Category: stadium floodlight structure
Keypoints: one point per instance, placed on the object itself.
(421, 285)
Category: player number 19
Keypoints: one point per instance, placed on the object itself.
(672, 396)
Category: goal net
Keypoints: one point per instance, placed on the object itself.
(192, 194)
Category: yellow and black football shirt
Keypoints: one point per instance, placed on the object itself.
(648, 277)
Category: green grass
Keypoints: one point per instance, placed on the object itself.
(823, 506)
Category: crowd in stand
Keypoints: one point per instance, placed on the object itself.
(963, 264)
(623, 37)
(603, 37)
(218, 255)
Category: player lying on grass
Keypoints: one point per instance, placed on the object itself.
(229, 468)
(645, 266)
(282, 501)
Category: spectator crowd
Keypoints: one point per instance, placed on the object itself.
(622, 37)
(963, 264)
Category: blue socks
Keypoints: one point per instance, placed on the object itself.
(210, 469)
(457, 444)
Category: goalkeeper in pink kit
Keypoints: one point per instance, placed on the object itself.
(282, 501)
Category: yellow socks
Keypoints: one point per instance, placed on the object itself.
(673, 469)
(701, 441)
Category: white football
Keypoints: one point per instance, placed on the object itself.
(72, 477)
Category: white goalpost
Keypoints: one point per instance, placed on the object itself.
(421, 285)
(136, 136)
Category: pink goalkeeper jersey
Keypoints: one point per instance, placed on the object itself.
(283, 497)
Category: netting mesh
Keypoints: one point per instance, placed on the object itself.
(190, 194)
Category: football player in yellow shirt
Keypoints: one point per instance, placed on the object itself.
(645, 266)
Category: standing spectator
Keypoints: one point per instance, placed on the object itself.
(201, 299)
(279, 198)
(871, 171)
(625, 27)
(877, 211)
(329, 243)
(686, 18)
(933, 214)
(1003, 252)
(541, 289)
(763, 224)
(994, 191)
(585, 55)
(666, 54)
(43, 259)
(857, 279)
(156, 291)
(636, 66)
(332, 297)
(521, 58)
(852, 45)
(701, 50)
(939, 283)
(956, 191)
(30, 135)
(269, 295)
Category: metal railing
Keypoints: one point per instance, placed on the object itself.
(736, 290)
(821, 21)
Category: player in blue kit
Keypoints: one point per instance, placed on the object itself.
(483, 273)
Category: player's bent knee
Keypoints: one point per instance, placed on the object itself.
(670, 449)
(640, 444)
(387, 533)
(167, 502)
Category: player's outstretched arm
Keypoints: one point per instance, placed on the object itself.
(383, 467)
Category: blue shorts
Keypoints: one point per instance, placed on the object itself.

What this task involves: If a line in the material above holds "goalkeeper", copy it.

Problem solution:
Category: goalkeeper in pink kit
Category: pink goalkeeper jersey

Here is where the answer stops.